## Required task 1
From the partnership excerpt, print the part that opens with the words containing "Public Equity Offering" and closes with "and offering expenses.".
## Required task 2
Name every metric the partnership excerpt gives for assessing the performance of the oil and natural gas operations.

## Selected excerpt

------------------------------------------------------------

Amendment to Revolving Credit Facility

On March 19, 2013, we entered into a fifth amendment to our credit agreement, which among other things, increased the borrowing base to $580.0 million upon closing of the acquisition of oil and gas properties from operating subsidiaries of Memorial Resource (discussed below) and extended the maturity date of the credit agreement to March 19, 2018. The borrowing base was reduced to $505.0 million upon issuance of the Senior Notes discussed above. The next borrowing base redetermination is scheduled for October 2013; however, we have the right to seek an interim redetermination if the need arises.


Table of Contents

Acquisition of Oil & Gas Properties

On March 28, 2013, we acquired all of the outstanding equity interests in WHT Energy Partners LLC ("WHT"), which owns certain oil and natural gas properties and related assets in East Texas and North Louisiana (the "WHT properties"), from operating subsidiaries of Memorial Resource for a purchase price of $200.0 million, which included $4.0 million of working capital and other customary adjustments. This acquisition was funded with borrowings under our revolving credit facility and the net proceeds from our March 25, 2013 public offering of common units (including our general partner's proportionate capital contribution). The effective date for this transaction was January 1, 2013. Terms of the transaction were approved by our general partner's board of directors and by its conflicts committee, which is comprised entirely of independent directors. The WHT properties consist of additional working interests in properties that we originally acquired in December 2011 in conjunction with our initial public offering. This acquisition was accounted for as a combination of entities under common control at historical cost in a manner similar to the pooling of interest method.

Public Equity Offering

On March 25, 2013, we issued 9,775,000 common units representing limited partner interests in the Partnership (including 1,275,000 common units purchased pursuant to the full exercise of the underwriters' option to purchase additional common units) to the public at an offering price of $18.35 per unit generating total net proceeds of approximately $172.0 million after deducting underwriting discounts and offering expenses.

Business Environment and Operational Focus

Our primary business objective is to generate stable cash flows, allowing us to make quarterly cash distributions to our unitholders and, over time, to increase those quarterly cash distributions. We use a variety of financial and operational metrics to assess the performance of our oil and natural gas operations, including: (i) production volumes; (ii) realized prices on the sale of our production, including the effect of our derivative contracts; (iii) lease operating expenses; (iv) general and administrative expenses; and (v) Adjusted EBITDA (defined below).

------------------------------------------------------------

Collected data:
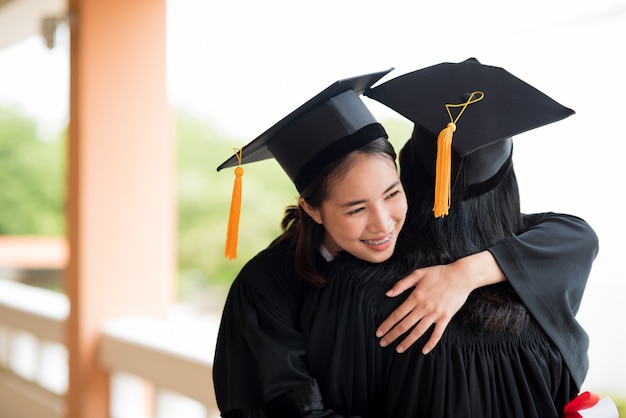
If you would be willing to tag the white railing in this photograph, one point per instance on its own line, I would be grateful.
(168, 360)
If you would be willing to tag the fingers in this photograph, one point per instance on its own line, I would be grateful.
(417, 332)
(435, 337)
(396, 316)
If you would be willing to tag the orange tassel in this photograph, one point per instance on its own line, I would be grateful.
(443, 171)
(232, 232)
(443, 168)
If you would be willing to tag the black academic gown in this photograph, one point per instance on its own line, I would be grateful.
(261, 366)
(522, 370)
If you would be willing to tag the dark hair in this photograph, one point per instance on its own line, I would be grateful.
(472, 225)
(305, 235)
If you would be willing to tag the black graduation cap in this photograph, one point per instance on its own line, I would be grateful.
(329, 125)
(487, 106)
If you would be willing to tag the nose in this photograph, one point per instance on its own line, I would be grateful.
(379, 220)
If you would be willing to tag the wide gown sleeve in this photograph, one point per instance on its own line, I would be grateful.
(260, 366)
(548, 266)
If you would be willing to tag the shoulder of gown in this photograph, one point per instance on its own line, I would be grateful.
(552, 291)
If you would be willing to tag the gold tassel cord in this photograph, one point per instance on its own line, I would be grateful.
(232, 232)
(444, 157)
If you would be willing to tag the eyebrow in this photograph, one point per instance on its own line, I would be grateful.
(359, 202)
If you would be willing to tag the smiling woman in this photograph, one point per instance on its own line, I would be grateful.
(351, 199)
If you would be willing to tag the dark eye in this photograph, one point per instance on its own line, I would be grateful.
(356, 211)
(393, 194)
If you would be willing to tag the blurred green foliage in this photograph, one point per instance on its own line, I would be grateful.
(32, 185)
(204, 201)
(32, 196)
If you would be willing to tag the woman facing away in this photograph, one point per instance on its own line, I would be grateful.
(514, 349)
(337, 156)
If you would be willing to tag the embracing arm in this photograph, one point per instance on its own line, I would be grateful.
(548, 263)
(260, 366)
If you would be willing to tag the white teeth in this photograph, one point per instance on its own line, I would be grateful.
(380, 242)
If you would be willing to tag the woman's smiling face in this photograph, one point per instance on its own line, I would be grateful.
(365, 209)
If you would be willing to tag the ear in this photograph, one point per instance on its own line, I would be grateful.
(310, 210)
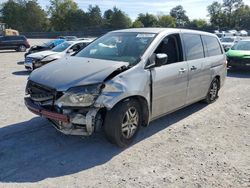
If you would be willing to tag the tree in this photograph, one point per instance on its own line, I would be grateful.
(94, 16)
(59, 11)
(232, 14)
(35, 17)
(180, 15)
(216, 14)
(229, 7)
(198, 23)
(137, 24)
(148, 20)
(24, 15)
(119, 19)
(242, 17)
(166, 21)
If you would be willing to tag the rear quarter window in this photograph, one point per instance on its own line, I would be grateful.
(212, 46)
(193, 46)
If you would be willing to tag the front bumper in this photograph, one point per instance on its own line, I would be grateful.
(70, 124)
(239, 62)
(38, 110)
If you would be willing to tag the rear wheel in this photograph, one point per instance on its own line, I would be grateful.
(123, 122)
(212, 94)
(21, 48)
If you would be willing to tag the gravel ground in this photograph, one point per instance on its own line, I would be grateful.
(198, 146)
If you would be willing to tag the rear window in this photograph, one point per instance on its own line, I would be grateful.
(212, 46)
(193, 46)
(14, 38)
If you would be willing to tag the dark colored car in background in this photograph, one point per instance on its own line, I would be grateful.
(68, 38)
(239, 55)
(46, 46)
(18, 43)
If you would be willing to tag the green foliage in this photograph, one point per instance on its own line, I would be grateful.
(24, 15)
(198, 23)
(137, 24)
(166, 21)
(148, 20)
(230, 14)
(116, 19)
(61, 14)
(94, 16)
(65, 15)
(179, 14)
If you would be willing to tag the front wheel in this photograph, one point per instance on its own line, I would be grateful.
(212, 94)
(21, 48)
(123, 122)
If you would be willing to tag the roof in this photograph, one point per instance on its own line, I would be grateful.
(158, 30)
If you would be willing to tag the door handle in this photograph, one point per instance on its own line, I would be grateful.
(182, 70)
(193, 68)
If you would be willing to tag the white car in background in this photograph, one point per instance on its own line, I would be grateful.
(228, 42)
(68, 48)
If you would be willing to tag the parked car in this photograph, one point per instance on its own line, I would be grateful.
(127, 78)
(18, 43)
(239, 55)
(46, 46)
(228, 42)
(68, 38)
(36, 60)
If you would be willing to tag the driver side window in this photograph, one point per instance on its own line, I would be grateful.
(171, 45)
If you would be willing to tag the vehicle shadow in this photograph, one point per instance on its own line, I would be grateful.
(7, 51)
(237, 73)
(21, 73)
(33, 151)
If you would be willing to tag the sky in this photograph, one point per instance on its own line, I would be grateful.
(195, 8)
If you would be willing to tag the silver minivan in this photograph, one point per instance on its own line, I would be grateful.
(127, 78)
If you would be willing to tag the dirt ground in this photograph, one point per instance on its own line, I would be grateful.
(199, 146)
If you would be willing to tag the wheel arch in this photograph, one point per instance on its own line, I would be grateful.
(142, 101)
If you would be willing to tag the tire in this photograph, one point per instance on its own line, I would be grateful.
(21, 48)
(212, 94)
(123, 122)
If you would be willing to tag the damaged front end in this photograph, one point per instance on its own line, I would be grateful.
(71, 112)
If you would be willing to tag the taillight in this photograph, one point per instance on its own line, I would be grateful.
(225, 62)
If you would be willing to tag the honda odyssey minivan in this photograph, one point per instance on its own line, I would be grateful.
(127, 78)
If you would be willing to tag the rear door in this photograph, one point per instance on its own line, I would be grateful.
(170, 80)
(4, 43)
(197, 65)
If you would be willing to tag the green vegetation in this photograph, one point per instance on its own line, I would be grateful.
(65, 15)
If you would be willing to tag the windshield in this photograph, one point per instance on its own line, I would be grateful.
(242, 45)
(227, 40)
(127, 46)
(62, 47)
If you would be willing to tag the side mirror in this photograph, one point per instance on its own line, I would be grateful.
(70, 51)
(157, 60)
(161, 59)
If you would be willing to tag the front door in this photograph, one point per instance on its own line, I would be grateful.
(169, 82)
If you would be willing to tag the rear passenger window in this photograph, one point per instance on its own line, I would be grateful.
(193, 46)
(212, 45)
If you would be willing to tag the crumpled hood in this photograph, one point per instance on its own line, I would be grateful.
(74, 71)
(41, 55)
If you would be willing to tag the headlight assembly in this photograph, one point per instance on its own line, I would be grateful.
(82, 96)
(48, 59)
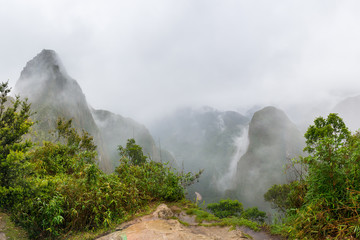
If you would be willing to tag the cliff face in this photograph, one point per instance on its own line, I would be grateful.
(349, 110)
(202, 138)
(273, 140)
(53, 94)
(116, 130)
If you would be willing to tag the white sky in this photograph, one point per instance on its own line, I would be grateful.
(141, 58)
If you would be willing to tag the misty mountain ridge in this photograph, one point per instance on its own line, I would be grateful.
(202, 138)
(53, 94)
(242, 155)
(349, 110)
(273, 141)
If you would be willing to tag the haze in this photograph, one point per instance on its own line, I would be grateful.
(146, 58)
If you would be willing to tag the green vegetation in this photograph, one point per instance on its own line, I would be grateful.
(228, 213)
(324, 202)
(234, 208)
(56, 189)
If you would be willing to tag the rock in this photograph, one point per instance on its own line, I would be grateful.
(159, 226)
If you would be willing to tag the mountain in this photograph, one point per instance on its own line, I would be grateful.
(53, 94)
(349, 110)
(273, 140)
(206, 139)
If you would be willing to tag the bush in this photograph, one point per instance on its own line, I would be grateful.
(326, 203)
(226, 208)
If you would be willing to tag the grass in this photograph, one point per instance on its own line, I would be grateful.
(12, 231)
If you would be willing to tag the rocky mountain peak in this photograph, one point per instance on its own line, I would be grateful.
(44, 73)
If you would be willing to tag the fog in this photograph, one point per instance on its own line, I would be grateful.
(143, 59)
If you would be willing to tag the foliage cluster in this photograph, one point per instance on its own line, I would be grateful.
(234, 208)
(228, 213)
(56, 188)
(325, 202)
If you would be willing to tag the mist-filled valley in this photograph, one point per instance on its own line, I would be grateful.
(242, 155)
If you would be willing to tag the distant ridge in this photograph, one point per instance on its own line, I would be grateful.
(53, 94)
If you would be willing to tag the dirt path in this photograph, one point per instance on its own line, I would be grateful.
(159, 226)
(2, 228)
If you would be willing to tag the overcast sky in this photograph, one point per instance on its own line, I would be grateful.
(140, 58)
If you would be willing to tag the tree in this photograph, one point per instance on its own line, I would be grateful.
(132, 152)
(14, 124)
(330, 191)
(226, 208)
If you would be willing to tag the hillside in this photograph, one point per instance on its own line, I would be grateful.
(53, 94)
(273, 140)
(203, 138)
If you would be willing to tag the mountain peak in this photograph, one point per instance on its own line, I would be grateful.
(45, 75)
(47, 61)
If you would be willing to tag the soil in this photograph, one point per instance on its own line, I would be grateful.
(160, 225)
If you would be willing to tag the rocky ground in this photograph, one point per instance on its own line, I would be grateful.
(161, 225)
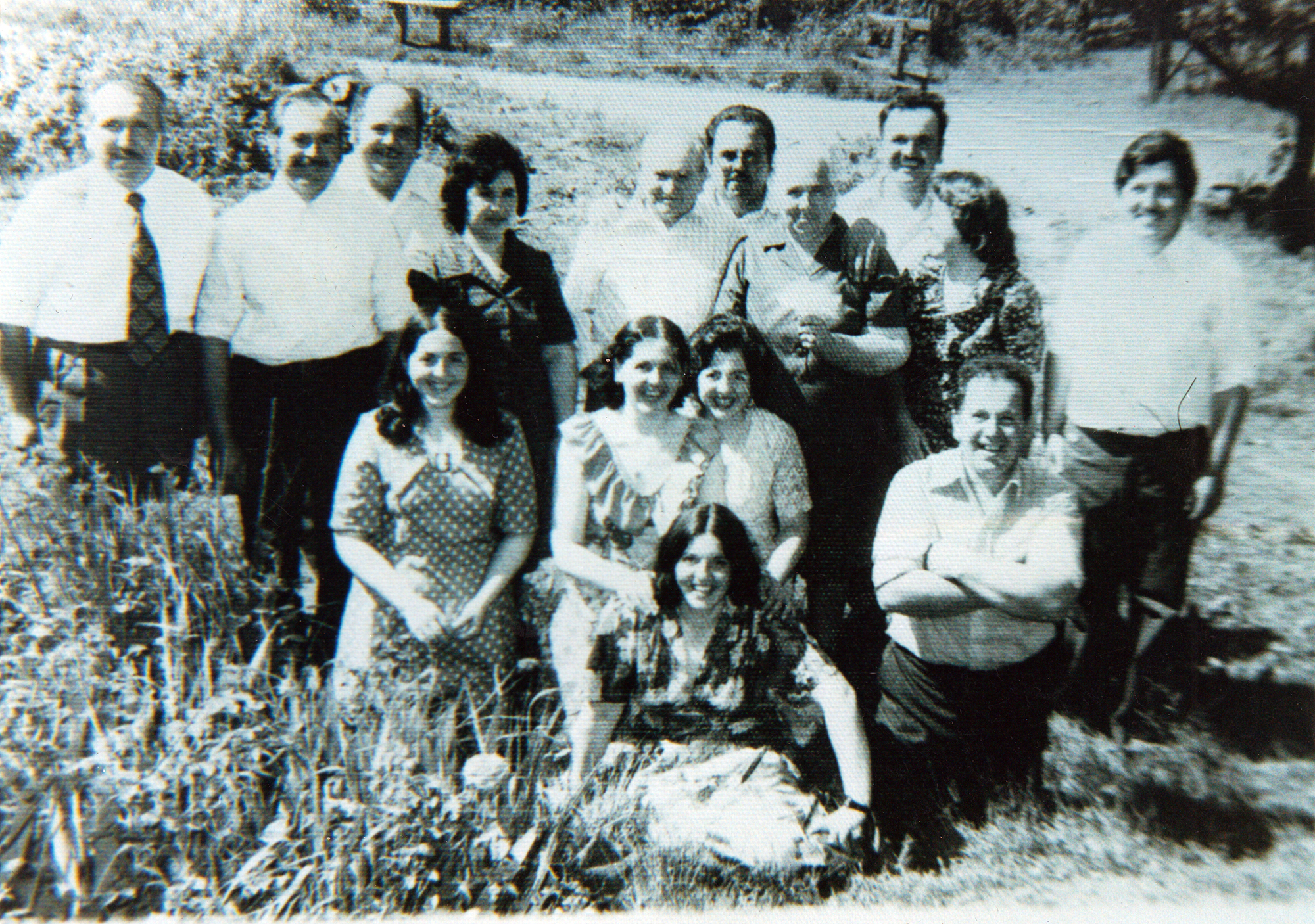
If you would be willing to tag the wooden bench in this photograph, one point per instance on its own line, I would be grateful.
(904, 32)
(442, 10)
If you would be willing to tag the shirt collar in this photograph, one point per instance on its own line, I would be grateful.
(105, 187)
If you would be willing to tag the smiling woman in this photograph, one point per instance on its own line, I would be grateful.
(435, 515)
(512, 289)
(625, 473)
(736, 696)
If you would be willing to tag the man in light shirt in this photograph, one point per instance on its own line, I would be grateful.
(1153, 354)
(652, 254)
(102, 266)
(976, 561)
(387, 131)
(303, 292)
(741, 143)
(896, 199)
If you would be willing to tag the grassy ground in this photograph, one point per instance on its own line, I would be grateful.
(1224, 813)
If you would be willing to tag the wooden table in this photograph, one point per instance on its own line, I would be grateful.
(442, 10)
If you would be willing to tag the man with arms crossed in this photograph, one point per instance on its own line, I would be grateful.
(978, 561)
(303, 289)
(1151, 359)
(102, 266)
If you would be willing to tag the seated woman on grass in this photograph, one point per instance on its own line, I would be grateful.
(712, 670)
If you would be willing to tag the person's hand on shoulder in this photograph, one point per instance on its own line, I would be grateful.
(22, 432)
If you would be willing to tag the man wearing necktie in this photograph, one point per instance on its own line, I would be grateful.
(99, 277)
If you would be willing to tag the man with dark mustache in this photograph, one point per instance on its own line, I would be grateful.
(101, 267)
(895, 199)
(741, 144)
(303, 290)
(383, 169)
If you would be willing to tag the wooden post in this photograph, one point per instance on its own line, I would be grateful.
(1162, 48)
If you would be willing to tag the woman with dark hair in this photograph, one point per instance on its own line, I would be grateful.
(625, 470)
(759, 467)
(972, 302)
(514, 287)
(836, 340)
(732, 688)
(435, 515)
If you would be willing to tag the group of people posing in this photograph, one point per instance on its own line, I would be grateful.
(745, 379)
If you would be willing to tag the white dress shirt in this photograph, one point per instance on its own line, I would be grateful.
(1034, 520)
(1147, 341)
(66, 256)
(912, 233)
(293, 281)
(416, 210)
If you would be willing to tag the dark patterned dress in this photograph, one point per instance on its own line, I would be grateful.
(445, 519)
(754, 687)
(728, 737)
(1005, 317)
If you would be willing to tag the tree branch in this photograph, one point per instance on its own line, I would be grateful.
(1249, 85)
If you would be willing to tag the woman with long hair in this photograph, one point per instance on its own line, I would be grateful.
(737, 692)
(972, 302)
(435, 513)
(759, 466)
(482, 264)
(625, 471)
(836, 340)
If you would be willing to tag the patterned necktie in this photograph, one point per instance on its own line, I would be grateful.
(148, 324)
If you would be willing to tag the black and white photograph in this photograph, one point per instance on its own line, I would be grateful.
(845, 458)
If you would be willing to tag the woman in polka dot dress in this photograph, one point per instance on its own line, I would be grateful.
(435, 515)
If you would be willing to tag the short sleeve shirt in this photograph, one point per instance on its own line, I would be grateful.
(1145, 341)
(1034, 520)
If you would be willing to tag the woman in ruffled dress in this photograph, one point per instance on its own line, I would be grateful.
(625, 471)
(759, 470)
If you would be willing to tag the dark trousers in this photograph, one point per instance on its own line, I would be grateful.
(293, 424)
(949, 739)
(849, 482)
(98, 405)
(1136, 545)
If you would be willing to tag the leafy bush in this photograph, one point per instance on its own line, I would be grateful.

------------------------------------------------------------

## Worked solution 1
Public Equity Offering

On March 25, 2013, we issued 9,775,000 common units representing limited partner interests in the Partnership (including 1,275,000 common units purchased pursuant to the full exercise of the underwriters' option to purchase additional common units) to the public at an offering price of $18.35 per unit generating total net proceeds of approximately $172.0 million after deducting underwriting discounts and offering expenses.

## Worked solution 2
- Production volumes
- Realized prices on the sale of production, including the effect of derivative contracts
- Lease operating expenses
- General and administrative expenses
- Adjusted EBITDA